- _練習問題_:
1. 防錆フィルムの文書について、次の問いに答えなさい。
(a) 【解決手段】では、熱可塑性樹脂中に何が分散しているとされているか。
(b) 【背景技術】によると、銀や銅などの変色や腐食は、特に何の存在下で激しくなるか。
(c) 特許文献1〜4に記載された技術では、何の溶液を金属表面に塗布するか。
2. 防錆フィルムの文書の「防錆フィルムおよび防錆方法」から「を提供することも目的とする。」までを、一字一句違えずに書き写しなさい。
3. 防錆フィルムの文書の最後の文に続けて、その後の部分を書き進めなさい。

- _原文_:
■ ■ ■ ■ ■
説明

防錆フィルムおよび防錆方法

【課題】本発明は、銀や銅、これらの合金を含む材料や製品を密閉し、特に硫黄含有ガスによる腐食や変色から保護するために用いられる防錆フィルムであって、その防錆成分の安全性が高く、且つ防錆成分の効果が優れているので添加量を抑制できることから透明性の高いものを提供することを目的とする。また、本発明は、当該防錆フィルムを用いた防錆方法を提供することも目的とする。
【解決手段】本発明の防錆フィルムは、活性酸化亜鉛粉末、塩基性炭酸亜鉛粉末、またはこれらの混合物が熱可塑性樹脂中に分散していることを特徴とする。

【発明の詳細な説明】
【技術分野】
【0001】
本発明は、金属材料を保護するために用いる防錆フィルム、および当該防錆フィルムを用いた防錆方法に関するものである。
【背景技術】
【0002】
銀や銅およびそれらの合金は、独特の色調や電気特性から装飾品、楽器、電子回路の導電体等の材料自体やメッキ材料として広く使用されている。しかし、これらの金属の欠点は大気中で変色し易いことであり、特に硫黄を含有するガスの存在下で変色や腐食が激しくなる。変色すると装飾品や楽器等ではその商品価値が著しく損なわれ、また電子回路の導電体が腐食すると接触抵抗の増大などにより断線など致命的な欠陥に発展するおそれがある。
【0003】
そこで従来、上記の様な腐食や変色の問題を回避するための技術が種々検討されている。
【0004】
例えば特許文献1〜4には、銀等の防錆方法として、イミダゾール誘導体など特定化合物の溶液を金属表面に塗布した後に溶媒を留去して被膜を形成する技術が記載されている。また、特許文献5と6には、金属層の表面にポリウレタン樹脂や酸化亜鉛等を含むアクリル系樹脂などで塗装を施すことにより変色を抑制する技術が記載されている。
■ ■ ■ ■ ■
- _与えられたデータ_:

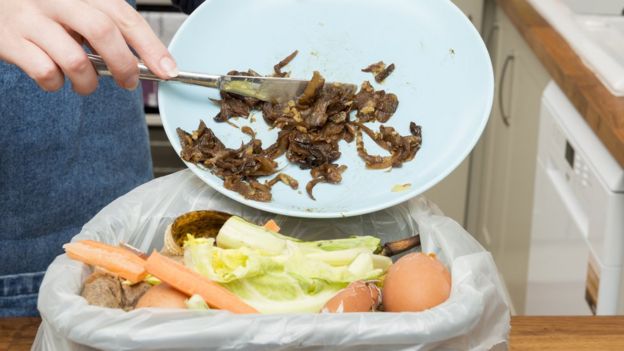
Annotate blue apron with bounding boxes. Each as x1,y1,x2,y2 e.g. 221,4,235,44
0,13,152,317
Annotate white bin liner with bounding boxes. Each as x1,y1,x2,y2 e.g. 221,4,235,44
33,170,510,350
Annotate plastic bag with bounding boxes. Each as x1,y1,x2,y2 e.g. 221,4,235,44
33,170,510,350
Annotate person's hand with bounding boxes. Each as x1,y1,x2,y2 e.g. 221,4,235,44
0,0,178,94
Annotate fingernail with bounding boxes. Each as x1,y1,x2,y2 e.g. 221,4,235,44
160,56,180,78
123,76,139,90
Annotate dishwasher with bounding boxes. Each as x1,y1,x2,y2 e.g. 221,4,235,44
525,82,624,315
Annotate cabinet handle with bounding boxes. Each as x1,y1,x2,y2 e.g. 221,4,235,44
498,55,514,127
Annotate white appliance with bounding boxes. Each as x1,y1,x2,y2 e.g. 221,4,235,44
525,82,624,315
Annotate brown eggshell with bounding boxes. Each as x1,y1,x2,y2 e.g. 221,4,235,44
322,280,381,313
383,253,451,312
135,283,188,308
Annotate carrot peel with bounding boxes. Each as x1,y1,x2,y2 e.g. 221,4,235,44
63,240,147,283
145,251,258,313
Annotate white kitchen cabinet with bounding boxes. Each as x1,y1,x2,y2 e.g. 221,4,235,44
469,5,550,314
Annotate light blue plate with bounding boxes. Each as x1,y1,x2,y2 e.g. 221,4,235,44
158,0,494,218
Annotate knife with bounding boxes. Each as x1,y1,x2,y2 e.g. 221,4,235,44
87,54,356,103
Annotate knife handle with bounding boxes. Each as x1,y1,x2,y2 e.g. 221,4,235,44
87,54,221,89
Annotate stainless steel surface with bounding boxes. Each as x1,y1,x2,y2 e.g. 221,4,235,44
88,54,357,103
498,55,514,127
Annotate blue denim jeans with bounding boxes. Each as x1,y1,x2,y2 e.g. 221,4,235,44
0,29,152,317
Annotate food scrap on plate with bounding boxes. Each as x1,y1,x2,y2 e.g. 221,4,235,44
177,51,422,202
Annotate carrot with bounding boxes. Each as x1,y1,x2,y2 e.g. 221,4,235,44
145,251,258,313
63,240,147,283
264,219,281,233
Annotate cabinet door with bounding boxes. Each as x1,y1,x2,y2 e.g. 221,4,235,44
477,6,550,314
453,0,483,31
424,0,483,225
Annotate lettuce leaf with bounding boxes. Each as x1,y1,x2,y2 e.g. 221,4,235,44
184,217,392,313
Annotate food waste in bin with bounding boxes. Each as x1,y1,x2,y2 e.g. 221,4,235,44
64,210,451,313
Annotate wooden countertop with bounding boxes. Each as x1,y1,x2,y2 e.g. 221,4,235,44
0,316,624,351
496,0,624,167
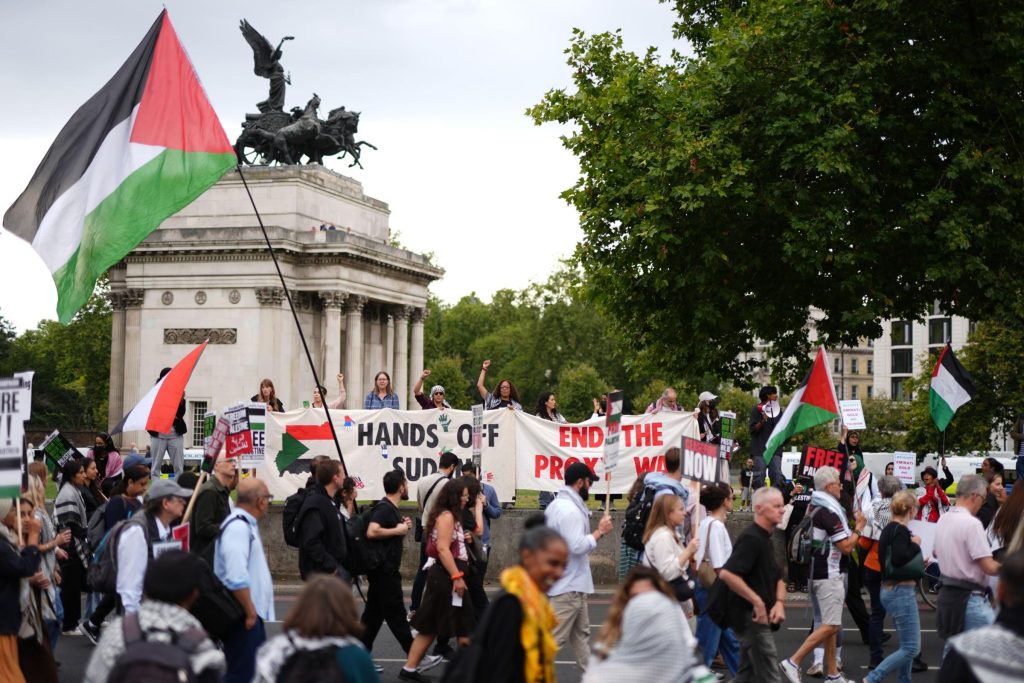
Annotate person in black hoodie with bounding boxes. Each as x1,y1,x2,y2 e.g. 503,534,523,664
150,368,188,476
937,551,1024,683
299,460,347,581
■ ■ ■ ■ ■
- _解答_:
1.
(a) 活性酸化亜鉛粉末、塩基性炭酸亜鉛粉末、またはこれらの混合物
(b) 硫黄を含有するガス
(c) イミダゾール誘導体など特定化合物の溶液

2.
防錆フィルムおよび防錆方法

【課題】本発明は、銀や銅、これらの合金を含む材料や製品を密閉し、特に硫黄含有ガスによる腐食や変色から保護するために用いられる防錆フィルムであって、その防錆成分の安全性が高く、且つ防錆成分の効果が優れているので添加量を抑制できることから透明性の高いものを提供することを目的とする。また、本発明は、当該防錆フィルムを用いた防錆方法を提供することも目的とする。

3.
【0005】
しかし、金属表面に樹脂被膜等を形成する技術では、たしかに腐食性ガスに対する遮断効果は良好であるとしても、ハンダ付けなどが困難になり電子部品の搭載ができなくなるといった問題がある。かかる場合には被膜を剥離すればよいが、密着性の高い樹脂被膜は容易に剥がせるものではない。よって、当該技術の適用分野は限定される。
【0006】
一方、金属表面に樹脂被膜等を形成するのではなく、腐食性ガスの吸着成分をシートに添加して当該シートで金属を密封包装することにより腐食や変色を抑制する技術も開発されている。例えば特許文献7には合成ゴムラテックスをバインダーとして不織布に活性炭を付着させた吸着性シートが開示されており、特許文献8には活性炭粉末と硫酸銅等とバインダーを板紙に塗布または含浸させた防食用の板紙が記載されている。
【0007】
ところが特許文献7の吸着性シートは、硫化水素の様な還元性イオウ化合物の吸着性能が不十分であり、銀等の防錆手段として満足できるものではない。
【0008】
また、特許文献8に防錆成分として例示されている硫酸銅等は、含水状態で金属のイオン化が充分に進むため硫化水素ガス等に対して優れた吸収性能を発揮するものの、毒性が強く、「特定化学物質の環境への排出量の把握等及び管理の改善の促進に関する法律」(以下、「化管法」という)により使用や排出が制限されている。また、これら硫酸銅等を含浸または塗布すると、防錆紙や防錆フィルムが酸性になって劣化するばかりでなく、酸性になった防錆紙や防錆フィルムに金属製品や金属部品が直接接触した際には却って腐食劣化が加速される。
【0009】
また、本願発明者らは、特許文献9の通り、キレート剤の複合塩(EDTA−Zn−2Na)を含むものであって硫黄含有ガスに対して捕捉能を有する金属防錆用組成物を開発して特許出願している。当該組成物は樹脂に練り込んでフィルム状に成形し、金属製品等を包装してもよい。
【0010】
しかし、水に溶解した場合に中性を示す当該複合塩を防錆紙に適用すれば良好な効果が得られるが、樹脂からなる防錆フィルムに適用する場合には約12wt%にも及ぶ当該複合塩の結晶水がフィルム成型時の温度で気化することによりフィルムに穴が開いたりして連続成型が不可能となるので、当該複合塩を120℃以上で事前に乾燥して無水物にする必要がある。その結果、製造コストが上ってしまう。また、エチレンジアミン四酢酸の亜鉛塩などは、水溶性亜鉛塩であることから化管法により使用や排出が制限される。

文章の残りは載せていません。